***** The records
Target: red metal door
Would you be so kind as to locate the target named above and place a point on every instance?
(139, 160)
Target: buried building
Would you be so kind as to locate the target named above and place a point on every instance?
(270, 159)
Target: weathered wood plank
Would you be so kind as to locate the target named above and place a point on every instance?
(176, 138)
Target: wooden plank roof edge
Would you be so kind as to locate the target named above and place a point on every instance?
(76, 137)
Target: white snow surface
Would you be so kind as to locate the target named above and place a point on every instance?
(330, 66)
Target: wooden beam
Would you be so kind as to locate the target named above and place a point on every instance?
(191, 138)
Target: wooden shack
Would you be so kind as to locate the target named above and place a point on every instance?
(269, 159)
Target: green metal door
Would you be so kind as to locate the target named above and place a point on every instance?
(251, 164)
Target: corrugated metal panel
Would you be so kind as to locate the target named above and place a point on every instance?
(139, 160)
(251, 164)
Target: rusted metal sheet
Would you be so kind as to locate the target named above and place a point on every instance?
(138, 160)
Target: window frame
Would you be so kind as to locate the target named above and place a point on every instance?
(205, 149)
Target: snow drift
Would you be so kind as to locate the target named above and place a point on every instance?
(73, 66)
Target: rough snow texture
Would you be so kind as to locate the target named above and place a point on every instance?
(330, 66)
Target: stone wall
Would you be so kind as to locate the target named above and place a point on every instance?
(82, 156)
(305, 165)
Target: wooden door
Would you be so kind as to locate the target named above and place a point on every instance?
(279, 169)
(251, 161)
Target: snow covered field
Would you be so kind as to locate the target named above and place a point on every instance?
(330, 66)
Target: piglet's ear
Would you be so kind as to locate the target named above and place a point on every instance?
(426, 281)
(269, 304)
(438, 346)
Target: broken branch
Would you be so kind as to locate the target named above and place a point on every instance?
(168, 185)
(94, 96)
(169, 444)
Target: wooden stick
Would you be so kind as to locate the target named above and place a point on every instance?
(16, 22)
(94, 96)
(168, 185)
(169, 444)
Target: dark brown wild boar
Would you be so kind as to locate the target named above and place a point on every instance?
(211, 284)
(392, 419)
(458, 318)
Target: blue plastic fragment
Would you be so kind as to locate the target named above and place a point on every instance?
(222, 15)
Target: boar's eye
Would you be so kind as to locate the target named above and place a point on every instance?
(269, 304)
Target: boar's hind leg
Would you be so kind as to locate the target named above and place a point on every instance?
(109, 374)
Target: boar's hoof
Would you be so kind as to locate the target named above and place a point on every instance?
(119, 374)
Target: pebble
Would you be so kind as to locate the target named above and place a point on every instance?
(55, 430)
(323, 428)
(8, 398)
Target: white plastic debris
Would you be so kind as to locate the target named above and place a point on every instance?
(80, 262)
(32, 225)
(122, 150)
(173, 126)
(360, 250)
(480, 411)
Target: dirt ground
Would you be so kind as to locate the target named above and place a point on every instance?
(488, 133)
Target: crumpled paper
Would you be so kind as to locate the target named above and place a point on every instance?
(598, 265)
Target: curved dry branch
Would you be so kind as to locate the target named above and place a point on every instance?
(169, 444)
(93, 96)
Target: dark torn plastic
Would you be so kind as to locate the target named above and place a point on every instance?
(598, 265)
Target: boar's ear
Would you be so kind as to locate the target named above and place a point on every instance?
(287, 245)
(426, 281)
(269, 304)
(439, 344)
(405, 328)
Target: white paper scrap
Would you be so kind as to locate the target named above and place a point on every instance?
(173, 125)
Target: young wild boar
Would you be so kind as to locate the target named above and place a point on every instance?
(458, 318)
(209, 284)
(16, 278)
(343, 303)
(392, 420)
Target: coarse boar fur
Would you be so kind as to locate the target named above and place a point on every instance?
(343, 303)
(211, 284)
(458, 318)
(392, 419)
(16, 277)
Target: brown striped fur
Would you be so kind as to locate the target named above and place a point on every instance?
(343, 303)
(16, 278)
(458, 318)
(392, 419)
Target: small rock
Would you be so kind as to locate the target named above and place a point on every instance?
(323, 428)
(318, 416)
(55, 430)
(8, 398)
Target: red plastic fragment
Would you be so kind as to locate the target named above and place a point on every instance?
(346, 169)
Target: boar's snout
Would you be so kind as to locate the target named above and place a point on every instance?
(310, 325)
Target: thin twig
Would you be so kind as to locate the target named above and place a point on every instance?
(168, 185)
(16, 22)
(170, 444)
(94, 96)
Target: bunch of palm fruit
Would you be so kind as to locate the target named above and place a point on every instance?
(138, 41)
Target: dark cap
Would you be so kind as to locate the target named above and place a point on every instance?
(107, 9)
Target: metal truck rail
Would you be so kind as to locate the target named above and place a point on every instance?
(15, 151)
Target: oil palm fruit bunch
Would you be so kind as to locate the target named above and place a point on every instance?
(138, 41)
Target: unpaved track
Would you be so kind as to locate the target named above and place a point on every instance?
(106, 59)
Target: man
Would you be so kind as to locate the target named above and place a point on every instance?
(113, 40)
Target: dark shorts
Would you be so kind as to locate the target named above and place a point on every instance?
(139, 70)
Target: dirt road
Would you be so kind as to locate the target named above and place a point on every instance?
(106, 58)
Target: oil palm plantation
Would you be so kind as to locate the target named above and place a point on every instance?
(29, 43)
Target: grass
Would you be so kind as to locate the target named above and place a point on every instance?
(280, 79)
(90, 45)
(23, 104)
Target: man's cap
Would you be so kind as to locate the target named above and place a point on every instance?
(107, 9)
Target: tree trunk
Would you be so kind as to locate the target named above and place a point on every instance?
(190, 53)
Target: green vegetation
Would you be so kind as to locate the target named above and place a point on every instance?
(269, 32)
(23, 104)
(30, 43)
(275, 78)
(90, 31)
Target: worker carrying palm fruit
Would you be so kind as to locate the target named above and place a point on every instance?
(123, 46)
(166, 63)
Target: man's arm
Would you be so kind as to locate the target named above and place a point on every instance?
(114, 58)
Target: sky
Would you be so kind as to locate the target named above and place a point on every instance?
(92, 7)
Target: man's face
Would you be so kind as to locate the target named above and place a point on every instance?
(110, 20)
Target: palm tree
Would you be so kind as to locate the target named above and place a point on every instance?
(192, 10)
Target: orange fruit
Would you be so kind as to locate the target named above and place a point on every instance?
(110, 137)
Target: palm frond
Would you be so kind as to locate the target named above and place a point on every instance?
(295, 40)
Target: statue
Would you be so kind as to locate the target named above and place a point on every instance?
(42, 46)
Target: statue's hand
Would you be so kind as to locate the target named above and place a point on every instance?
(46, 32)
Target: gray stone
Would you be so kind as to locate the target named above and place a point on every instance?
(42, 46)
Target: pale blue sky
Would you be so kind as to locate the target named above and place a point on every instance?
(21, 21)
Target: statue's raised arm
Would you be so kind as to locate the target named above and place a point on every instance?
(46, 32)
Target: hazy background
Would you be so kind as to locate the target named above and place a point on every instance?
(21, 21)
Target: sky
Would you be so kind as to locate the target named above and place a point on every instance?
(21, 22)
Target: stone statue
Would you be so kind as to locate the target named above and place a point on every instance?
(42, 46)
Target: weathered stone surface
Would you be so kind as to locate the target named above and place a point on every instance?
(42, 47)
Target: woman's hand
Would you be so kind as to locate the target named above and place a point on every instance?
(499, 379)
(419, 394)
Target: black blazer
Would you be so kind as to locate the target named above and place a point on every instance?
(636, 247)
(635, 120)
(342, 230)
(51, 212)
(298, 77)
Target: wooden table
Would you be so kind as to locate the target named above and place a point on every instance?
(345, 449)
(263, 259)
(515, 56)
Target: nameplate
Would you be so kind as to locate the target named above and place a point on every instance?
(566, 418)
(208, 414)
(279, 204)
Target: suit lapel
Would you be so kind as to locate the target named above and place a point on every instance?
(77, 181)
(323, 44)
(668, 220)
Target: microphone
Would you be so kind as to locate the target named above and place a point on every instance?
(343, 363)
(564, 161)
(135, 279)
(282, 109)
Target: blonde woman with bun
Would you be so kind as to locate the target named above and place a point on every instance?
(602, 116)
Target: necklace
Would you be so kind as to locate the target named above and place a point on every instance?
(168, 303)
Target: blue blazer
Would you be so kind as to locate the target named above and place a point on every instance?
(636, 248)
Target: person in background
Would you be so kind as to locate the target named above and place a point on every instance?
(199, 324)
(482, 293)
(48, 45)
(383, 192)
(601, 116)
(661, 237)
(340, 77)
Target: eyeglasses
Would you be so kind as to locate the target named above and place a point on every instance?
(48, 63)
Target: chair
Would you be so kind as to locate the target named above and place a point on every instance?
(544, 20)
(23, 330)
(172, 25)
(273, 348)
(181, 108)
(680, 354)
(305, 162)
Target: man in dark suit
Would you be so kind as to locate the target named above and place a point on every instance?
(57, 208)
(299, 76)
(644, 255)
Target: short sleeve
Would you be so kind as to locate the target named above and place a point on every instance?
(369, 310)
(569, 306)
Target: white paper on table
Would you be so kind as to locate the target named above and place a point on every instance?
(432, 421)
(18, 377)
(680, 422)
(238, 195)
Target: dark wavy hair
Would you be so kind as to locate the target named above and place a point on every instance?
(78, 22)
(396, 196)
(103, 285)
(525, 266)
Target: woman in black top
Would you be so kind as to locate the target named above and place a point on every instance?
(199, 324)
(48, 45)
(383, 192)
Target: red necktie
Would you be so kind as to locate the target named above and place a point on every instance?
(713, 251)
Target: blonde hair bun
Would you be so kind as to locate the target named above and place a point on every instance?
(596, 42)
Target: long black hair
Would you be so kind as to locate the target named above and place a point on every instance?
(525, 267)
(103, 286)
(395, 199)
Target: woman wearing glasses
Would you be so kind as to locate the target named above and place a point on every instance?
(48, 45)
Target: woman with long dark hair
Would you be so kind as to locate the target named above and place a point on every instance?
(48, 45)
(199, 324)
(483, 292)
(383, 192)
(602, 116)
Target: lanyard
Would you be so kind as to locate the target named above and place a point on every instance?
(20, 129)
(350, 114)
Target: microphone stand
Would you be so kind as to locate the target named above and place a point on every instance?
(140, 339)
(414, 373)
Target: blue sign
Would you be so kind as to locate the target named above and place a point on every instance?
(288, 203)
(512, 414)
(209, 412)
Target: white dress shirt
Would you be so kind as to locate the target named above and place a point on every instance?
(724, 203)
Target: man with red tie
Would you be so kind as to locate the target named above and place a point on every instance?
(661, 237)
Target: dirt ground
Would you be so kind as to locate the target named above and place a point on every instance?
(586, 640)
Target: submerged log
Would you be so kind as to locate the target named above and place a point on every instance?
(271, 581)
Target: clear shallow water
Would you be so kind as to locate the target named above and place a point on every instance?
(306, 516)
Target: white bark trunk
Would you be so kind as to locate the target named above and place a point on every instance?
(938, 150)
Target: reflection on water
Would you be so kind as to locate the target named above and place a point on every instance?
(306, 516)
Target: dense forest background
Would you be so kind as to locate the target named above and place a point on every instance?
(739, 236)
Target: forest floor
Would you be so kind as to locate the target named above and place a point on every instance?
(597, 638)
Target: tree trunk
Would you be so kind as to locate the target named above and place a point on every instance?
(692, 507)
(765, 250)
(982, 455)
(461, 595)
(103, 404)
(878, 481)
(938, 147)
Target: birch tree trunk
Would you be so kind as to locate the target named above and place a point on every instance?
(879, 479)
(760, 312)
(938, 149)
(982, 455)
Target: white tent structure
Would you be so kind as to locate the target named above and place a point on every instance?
**********
Task instructions — The lines to copy run from the first line of the entries to the line containing "Target: stone wall"; copy them exactly and output nothing else.

Task solution —
Target: red metal door
Would you be so kind as to locate the target named above and place a point on every instance?
(139, 160)
Target: buried building
Would you be so kind as to locate the target named above and place a point on every instance?
(270, 159)
Target: weathered wood plank
Would you be so kind as to locate the target named above and place a point on every instance?
(176, 138)
Target: wooden plank roof edge
Would you be so kind as to locate the target named above and place a point on every instance?
(76, 137)
Target: white snow surface
Would you be so kind as to locate the target named above and place a point on every instance?
(330, 66)
Target: wooden beam
Would you be so kind as to locate the target named above and place a point on every instance?
(191, 138)
Target: wooden shack
Would you be so kind as to locate the target named above and place a point on every instance?
(269, 159)
Target: green metal door
Would you be so kind as to locate the target named above and place a point on every instance?
(251, 164)
Target: corrugated metal panel
Would you be so kind as to locate the target named above and place a point on every instance?
(139, 160)
(251, 164)
Target: rusted metal sheet
Would you be so kind as to locate the target named above and place a point on every instance?
(138, 160)
Target: window frame
Would you be so kind as to locate the target named above and place a point on every instance?
(205, 149)
Target: snow drift
Would you be so kind as to locate the target named above and place a point on every instance?
(73, 66)
Target: rough snow texture
Would you be so kind as to locate the target named above and place a point on every instance?
(330, 66)
Target: stone wall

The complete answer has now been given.